--- What is being asked ---
Reproduce the data below word for word, starting at the line that contains "Find the water;" and ending at the final line of the data, with both of those lines included.

Begin Record extracts

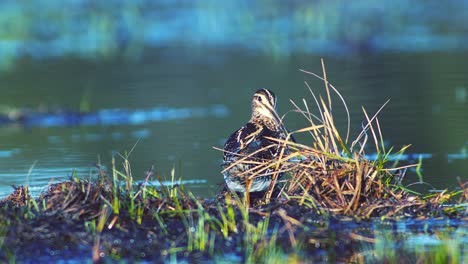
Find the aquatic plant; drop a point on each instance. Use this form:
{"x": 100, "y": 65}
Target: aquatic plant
{"x": 316, "y": 214}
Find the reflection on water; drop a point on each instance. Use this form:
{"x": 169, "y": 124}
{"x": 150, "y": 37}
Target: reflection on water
{"x": 178, "y": 68}
{"x": 201, "y": 96}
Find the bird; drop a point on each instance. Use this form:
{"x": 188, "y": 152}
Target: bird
{"x": 251, "y": 146}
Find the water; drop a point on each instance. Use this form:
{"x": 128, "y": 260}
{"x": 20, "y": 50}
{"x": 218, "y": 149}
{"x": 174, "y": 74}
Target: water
{"x": 189, "y": 58}
{"x": 426, "y": 110}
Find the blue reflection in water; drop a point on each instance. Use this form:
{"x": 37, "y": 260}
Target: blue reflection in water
{"x": 109, "y": 117}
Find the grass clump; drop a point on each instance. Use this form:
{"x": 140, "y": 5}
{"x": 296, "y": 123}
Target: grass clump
{"x": 315, "y": 215}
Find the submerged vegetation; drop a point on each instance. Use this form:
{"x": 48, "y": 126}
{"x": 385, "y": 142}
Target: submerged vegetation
{"x": 335, "y": 206}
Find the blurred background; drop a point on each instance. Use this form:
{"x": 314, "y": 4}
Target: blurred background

End Record extracts

--- Reply ---
Find the water; drop a point on each instance. Use this form:
{"x": 128, "y": 260}
{"x": 20, "y": 50}
{"x": 218, "y": 149}
{"x": 174, "y": 74}
Target: water
{"x": 189, "y": 58}
{"x": 426, "y": 110}
Find the blue reflection in water; drop a point on each instance. Use this form:
{"x": 37, "y": 260}
Target: blue reflection in water
{"x": 109, "y": 117}
Find the grass clump; drop a point on each instance. Use this form:
{"x": 140, "y": 5}
{"x": 296, "y": 123}
Target: grass clump
{"x": 315, "y": 215}
Find the submerged vegetation; drop a point on each instance. Use this form:
{"x": 48, "y": 126}
{"x": 385, "y": 142}
Target: submerged vegetation
{"x": 335, "y": 206}
Find the blurred background; drop a point on each instance. Use this form:
{"x": 314, "y": 4}
Target: blurred background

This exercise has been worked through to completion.